======== 与えられたデータ ========

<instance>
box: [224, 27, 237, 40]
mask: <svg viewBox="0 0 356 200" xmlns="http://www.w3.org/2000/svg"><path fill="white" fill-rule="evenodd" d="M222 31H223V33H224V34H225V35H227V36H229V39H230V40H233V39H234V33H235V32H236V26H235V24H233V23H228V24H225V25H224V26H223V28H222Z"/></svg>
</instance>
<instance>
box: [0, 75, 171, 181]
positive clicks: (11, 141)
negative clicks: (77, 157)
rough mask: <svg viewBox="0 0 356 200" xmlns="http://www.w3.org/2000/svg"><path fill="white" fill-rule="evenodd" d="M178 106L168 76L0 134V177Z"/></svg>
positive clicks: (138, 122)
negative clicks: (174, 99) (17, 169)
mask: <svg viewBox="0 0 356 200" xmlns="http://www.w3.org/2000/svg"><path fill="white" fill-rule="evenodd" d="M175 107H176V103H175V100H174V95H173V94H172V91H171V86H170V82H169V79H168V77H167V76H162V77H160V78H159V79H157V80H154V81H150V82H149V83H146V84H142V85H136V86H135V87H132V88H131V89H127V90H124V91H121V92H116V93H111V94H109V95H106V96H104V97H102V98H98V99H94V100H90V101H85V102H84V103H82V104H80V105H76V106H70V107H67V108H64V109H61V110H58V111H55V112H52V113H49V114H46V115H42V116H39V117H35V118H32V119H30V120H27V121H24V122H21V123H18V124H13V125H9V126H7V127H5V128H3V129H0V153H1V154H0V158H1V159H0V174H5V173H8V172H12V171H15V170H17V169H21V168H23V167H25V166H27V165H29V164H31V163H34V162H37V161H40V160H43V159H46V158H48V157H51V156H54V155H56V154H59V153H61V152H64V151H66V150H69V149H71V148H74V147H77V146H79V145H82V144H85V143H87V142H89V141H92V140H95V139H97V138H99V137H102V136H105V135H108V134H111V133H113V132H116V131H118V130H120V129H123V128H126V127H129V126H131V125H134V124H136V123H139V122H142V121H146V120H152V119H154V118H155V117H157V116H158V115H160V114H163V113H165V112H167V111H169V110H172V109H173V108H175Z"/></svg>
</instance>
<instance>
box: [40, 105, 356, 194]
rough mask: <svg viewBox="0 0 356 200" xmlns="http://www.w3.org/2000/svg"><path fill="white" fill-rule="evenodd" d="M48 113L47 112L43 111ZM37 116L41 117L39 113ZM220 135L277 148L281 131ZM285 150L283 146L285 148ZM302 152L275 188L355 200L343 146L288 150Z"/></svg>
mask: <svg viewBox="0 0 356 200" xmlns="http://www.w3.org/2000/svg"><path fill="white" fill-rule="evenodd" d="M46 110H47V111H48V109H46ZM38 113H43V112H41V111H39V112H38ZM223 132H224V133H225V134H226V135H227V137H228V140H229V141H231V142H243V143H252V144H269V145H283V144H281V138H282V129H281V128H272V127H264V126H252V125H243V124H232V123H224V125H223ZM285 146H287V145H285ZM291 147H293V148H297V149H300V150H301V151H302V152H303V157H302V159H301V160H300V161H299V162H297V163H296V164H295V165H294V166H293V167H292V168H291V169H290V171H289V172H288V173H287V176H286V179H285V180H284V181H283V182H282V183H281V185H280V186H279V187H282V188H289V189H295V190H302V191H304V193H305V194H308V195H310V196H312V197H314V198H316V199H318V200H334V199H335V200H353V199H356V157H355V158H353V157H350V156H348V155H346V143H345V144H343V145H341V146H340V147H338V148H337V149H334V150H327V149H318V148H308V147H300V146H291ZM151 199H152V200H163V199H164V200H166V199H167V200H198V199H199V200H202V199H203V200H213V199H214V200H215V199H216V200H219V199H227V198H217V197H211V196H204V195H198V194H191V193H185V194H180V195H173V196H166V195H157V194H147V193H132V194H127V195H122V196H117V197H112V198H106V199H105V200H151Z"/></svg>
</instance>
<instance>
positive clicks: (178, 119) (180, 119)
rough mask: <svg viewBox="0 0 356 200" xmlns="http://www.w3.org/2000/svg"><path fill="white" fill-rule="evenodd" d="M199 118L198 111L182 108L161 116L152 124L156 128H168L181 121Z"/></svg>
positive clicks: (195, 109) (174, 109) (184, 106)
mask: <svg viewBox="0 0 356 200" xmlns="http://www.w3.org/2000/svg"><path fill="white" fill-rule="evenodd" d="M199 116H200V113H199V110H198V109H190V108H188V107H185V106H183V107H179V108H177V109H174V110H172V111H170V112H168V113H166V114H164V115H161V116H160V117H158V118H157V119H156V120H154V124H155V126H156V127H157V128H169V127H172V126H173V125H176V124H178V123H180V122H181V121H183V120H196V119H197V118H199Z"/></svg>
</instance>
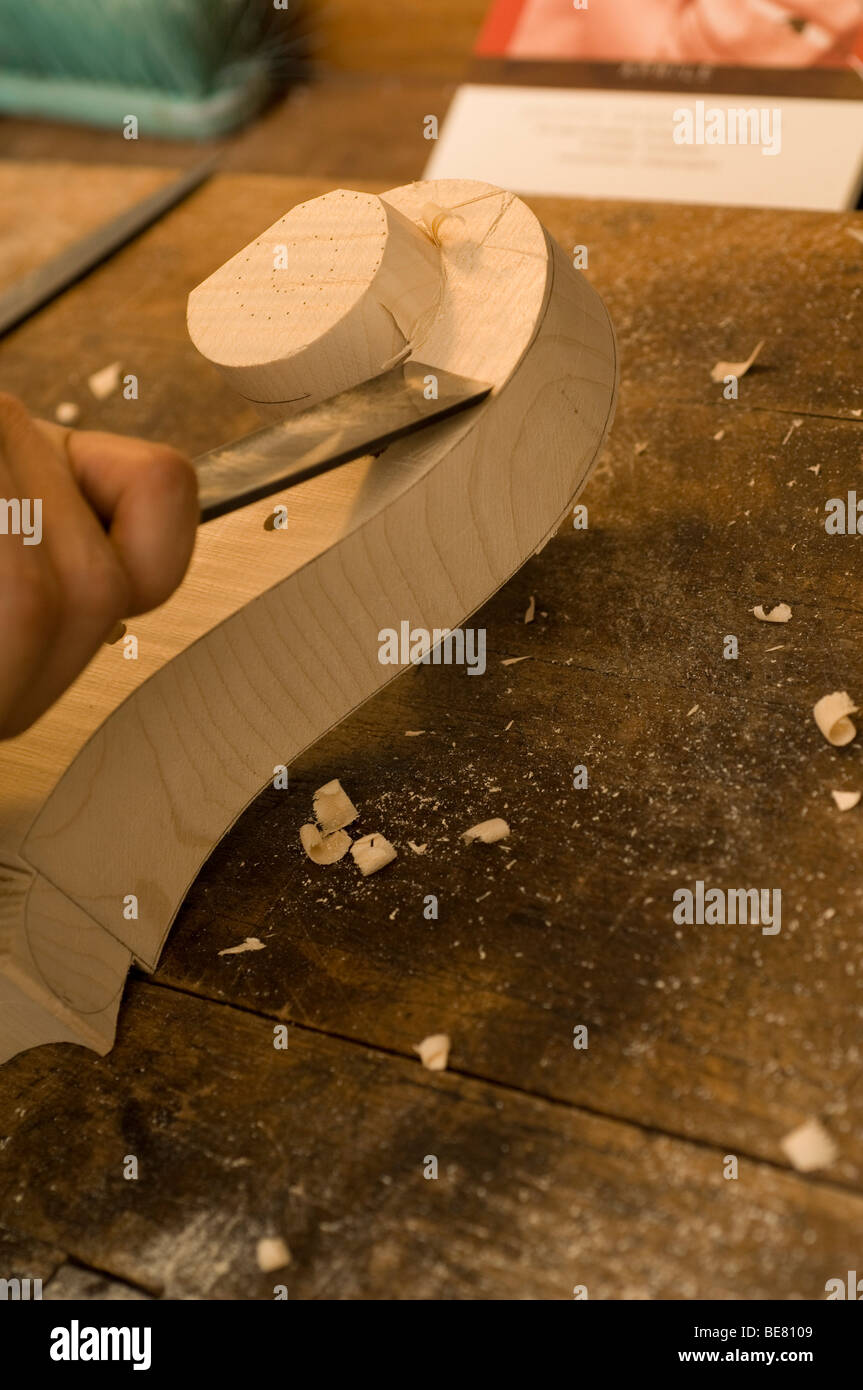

========

上のすべての行を、画像は除いて、一字一句変えずにそのまま出力してもらえますか？

<instance>
box: [224, 27, 237, 40]
mask: <svg viewBox="0 0 356 200" xmlns="http://www.w3.org/2000/svg"><path fill="white" fill-rule="evenodd" d="M222 31H223V33H224V34H225V35H227V36H229V39H230V40H233V39H234V33H235V32H236V26H235V24H233V23H228V24H225V25H224V26H223V28H222Z"/></svg>
</instance>
<instance>
box: [0, 75, 171, 181]
positive clicks: (11, 141)
negative clicks: (77, 157)
rough mask: <svg viewBox="0 0 356 200" xmlns="http://www.w3.org/2000/svg"><path fill="white" fill-rule="evenodd" d="M178 106L168 76L0 134V177Z"/></svg>
positive clicks: (138, 122)
negative clicks: (174, 99) (17, 169)
mask: <svg viewBox="0 0 356 200" xmlns="http://www.w3.org/2000/svg"><path fill="white" fill-rule="evenodd" d="M175 107H176V103H175V100H174V95H173V94H172V91H171V86H170V82H169V79H168V77H167V76H162V77H160V78H159V79H157V80H154V81H150V82H149V83H146V84H142V85H136V86H135V87H132V88H131V89H127V90H124V91H121V92H116V93H111V94H109V95H106V96H104V97H102V98H98V99H94V100H90V101H85V102H84V103H82V104H80V105H76V106H70V107H67V108H64V109H61V110H58V111H55V112H52V113H49V114H46V115H42V116H39V117H35V118H32V119H30V120H27V121H24V122H21V123H18V124H13V125H9V126H7V127H5V128H3V129H0V153H1V154H0V158H1V159H0V174H5V173H8V172H12V171H15V170H17V169H21V168H23V167H25V166H27V165H29V164H31V163H34V162H37V161H40V160H43V159H46V158H48V157H51V156H54V155H56V154H59V153H61V152H64V151H66V150H69V149H71V148H74V147H77V146H79V145H82V144H85V143H87V142H89V141H92V140H95V139H97V138H99V137H102V136H105V135H108V134H111V133H113V132H116V131H118V130H120V129H123V128H126V127H129V126H131V125H134V124H136V123H139V122H142V121H146V120H152V119H154V118H155V117H157V116H158V115H160V114H163V113H165V112H167V111H169V110H172V109H173V108H175Z"/></svg>
</instance>
<instance>
box: [40, 105, 356, 194]
rough mask: <svg viewBox="0 0 356 200" xmlns="http://www.w3.org/2000/svg"><path fill="white" fill-rule="evenodd" d="M48 113L47 112L43 111ZM37 116L41 117L39 113ZM220 135L277 148L281 131ZM285 150L283 146L285 148ZM302 152L275 188L355 200L343 146L288 150Z"/></svg>
mask: <svg viewBox="0 0 356 200" xmlns="http://www.w3.org/2000/svg"><path fill="white" fill-rule="evenodd" d="M46 110H47V111H48V109H46ZM38 113H43V112H41V111H39V112H38ZM223 132H224V133H225V134H226V135H227V137H228V140H229V141H231V142H243V143H252V144H269V145H283V144H281V138H282V129H281V128H272V127H264V126H252V125H243V124H232V123H224V125H223ZM285 146H287V145H285ZM291 147H293V148H297V149H300V150H301V151H302V152H303V157H302V159H301V160H300V161H299V162H297V163H296V164H295V165H294V166H293V167H292V168H291V169H290V171H289V172H288V173H287V176H286V179H285V180H284V181H283V182H282V183H281V185H280V186H279V187H282V188H289V189H295V190H302V191H304V193H305V194H308V195H310V196H312V197H314V198H316V199H318V200H334V199H335V200H353V199H356V157H355V158H353V157H350V156H348V155H346V143H345V144H343V145H341V146H340V147H338V148H337V149H334V150H327V149H318V148H308V147H300V146H291ZM151 199H152V200H163V199H164V200H166V199H167V200H198V199H199V200H202V199H203V200H213V199H214V200H215V199H216V200H219V199H227V198H217V197H211V196H204V195H198V194H191V193H185V194H180V195H173V196H166V195H157V194H147V193H132V194H127V195H122V196H117V197H112V198H106V199H105V200H151Z"/></svg>
</instance>
<instance>
positive clicks: (178, 119) (180, 119)
rough mask: <svg viewBox="0 0 356 200" xmlns="http://www.w3.org/2000/svg"><path fill="white" fill-rule="evenodd" d="M199 118L198 111L182 108L161 116L152 124L156 128H168L181 121Z"/></svg>
positive clicks: (195, 109) (174, 109) (184, 106)
mask: <svg viewBox="0 0 356 200" xmlns="http://www.w3.org/2000/svg"><path fill="white" fill-rule="evenodd" d="M199 116H200V113H199V110H198V109H190V108H188V107H185V106H183V107H179V108H177V109H174V110H172V111H170V112H168V113H166V114H164V115H161V116H160V117H158V118H157V119H156V120H154V124H155V126H156V127H157V128H169V127H172V126H173V125H176V124H178V123H180V122H181V121H183V120H196V119H197V118H199Z"/></svg>
</instance>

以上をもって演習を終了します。